DOCUMENT TEXT
* BEGIN *

The earthen oven at the Blue Ox Millworks in Eureka, California was constructed in 2004 by Appropriate Technology (Engr305) students at Cal Poly Humboldt. The project took four, three-hour work sessions to complete over a total of four weeks. As of 2007 it is still standing, is in immaculate condition and retains nearly the same heating efficiency as when it was first constructed. This page includes information on the construction of the Blue Ox earthen oven and information and updates on its current condition.
Earthen Ovens have been used for thousands of years by cultures all over the world and they are still built today by people all over. Earthen ovens are made up of just that, EARTH! Sand, clay and straw are used in building these versatile ovens.
An earthen oven can be used to cook the same things cooked in a normal household oven, so long as you can fit it through the door! Often Earthen Ovens are somewhat unique from other ovens in that they don't have a fire burning continuously to cook with. The oven is heated before any cooking is going to take place. Generally Earthen Ovens are fired for a few hours and the hot coals are then scraped out of the interior. Once the coals are scraped out, the oven is ready to cook in.

* END *

[Pointing dataset records]
* BEGIN *

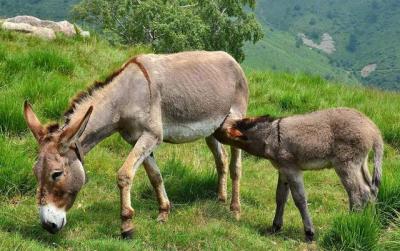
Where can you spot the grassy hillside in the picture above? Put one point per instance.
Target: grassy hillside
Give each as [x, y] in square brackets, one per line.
[49, 73]
[364, 32]
[46, 9]
[278, 51]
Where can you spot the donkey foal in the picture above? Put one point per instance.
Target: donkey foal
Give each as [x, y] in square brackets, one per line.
[340, 138]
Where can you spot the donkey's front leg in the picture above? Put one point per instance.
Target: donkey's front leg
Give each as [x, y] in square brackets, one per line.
[296, 184]
[143, 147]
[281, 196]
[154, 174]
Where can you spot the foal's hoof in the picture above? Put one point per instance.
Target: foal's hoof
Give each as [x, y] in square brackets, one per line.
[309, 236]
[127, 235]
[162, 217]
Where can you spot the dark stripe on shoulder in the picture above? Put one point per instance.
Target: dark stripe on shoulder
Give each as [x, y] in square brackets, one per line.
[101, 84]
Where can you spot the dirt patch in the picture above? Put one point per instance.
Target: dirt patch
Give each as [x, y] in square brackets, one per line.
[327, 44]
[367, 70]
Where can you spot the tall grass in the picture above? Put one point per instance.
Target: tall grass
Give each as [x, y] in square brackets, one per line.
[16, 176]
[48, 74]
[185, 184]
[356, 231]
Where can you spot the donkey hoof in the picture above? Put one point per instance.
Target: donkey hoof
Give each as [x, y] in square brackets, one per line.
[275, 229]
[162, 217]
[309, 236]
[236, 215]
[127, 235]
[222, 199]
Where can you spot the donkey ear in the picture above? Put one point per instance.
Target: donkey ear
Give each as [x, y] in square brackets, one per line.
[234, 133]
[72, 133]
[33, 122]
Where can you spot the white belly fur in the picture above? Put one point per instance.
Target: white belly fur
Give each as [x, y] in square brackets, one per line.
[316, 164]
[181, 133]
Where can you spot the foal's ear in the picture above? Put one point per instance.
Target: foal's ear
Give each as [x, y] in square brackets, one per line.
[72, 132]
[33, 122]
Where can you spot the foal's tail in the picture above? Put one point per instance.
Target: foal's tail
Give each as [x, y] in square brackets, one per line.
[378, 156]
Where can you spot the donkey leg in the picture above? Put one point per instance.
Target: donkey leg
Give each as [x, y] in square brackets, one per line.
[221, 164]
[143, 147]
[235, 168]
[156, 180]
[282, 192]
[352, 177]
[296, 184]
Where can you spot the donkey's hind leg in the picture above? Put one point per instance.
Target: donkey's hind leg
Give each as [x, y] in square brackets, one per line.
[156, 180]
[352, 176]
[282, 192]
[220, 158]
[235, 168]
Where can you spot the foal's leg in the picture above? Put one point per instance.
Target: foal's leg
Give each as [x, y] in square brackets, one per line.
[235, 168]
[221, 164]
[282, 192]
[296, 184]
[154, 174]
[143, 147]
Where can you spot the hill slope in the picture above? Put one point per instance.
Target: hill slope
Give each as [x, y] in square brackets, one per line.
[365, 32]
[45, 9]
[49, 73]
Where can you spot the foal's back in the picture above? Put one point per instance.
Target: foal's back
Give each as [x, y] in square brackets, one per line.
[342, 133]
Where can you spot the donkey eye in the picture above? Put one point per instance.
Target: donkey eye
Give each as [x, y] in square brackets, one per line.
[56, 175]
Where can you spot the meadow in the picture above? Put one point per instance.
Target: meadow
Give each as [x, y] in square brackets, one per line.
[48, 74]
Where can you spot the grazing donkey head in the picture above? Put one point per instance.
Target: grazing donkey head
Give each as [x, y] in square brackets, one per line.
[58, 170]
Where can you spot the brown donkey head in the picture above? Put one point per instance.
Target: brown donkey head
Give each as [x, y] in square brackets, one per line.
[58, 170]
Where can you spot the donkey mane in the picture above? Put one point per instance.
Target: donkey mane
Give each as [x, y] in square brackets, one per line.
[50, 128]
[97, 85]
[248, 123]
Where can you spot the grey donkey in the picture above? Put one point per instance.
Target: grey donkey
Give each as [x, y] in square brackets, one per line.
[151, 99]
[340, 138]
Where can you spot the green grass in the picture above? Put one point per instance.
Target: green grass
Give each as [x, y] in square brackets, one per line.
[371, 22]
[49, 73]
[355, 231]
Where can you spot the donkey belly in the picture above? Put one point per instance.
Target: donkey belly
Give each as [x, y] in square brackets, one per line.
[186, 132]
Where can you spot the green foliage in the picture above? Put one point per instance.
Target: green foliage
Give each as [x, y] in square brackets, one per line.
[197, 221]
[357, 231]
[388, 205]
[185, 184]
[352, 44]
[371, 23]
[16, 166]
[45, 9]
[172, 26]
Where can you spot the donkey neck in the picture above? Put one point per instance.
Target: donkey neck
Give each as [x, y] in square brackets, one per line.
[263, 139]
[105, 117]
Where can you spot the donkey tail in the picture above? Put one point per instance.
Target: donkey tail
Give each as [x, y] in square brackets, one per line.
[378, 156]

* END *

THINGS TO DO
1. According to the earthen oven text, what makes earthen ovens somewhat unique from other ovens? Answer in one to three sentences.
2. Render this sentence from the earthen oven text in Spanish: "The oven is heated before any cooking is going to take place."
3. Quote the earthen oven text from "Earthen Ovens have" to "these versatile ovens.".

PER-TASK OUTPUTS
1. Earthen ovens usually don't have a fire burning continuously to cook with. Instead, the oven is fired for a few hours, and the hot coals are scraped out of the interior before any cooking takes place.

2. El horno se calienta antes de que se vaya a cocinar cualquier cosa.

3.
Earthen Ovens have been used for thousands of years by cultures all over the world and they are still built today by people all over. Earthen ovens are made up of just that, EARTH! Sand, clay and straw are used in building these versatile ovens.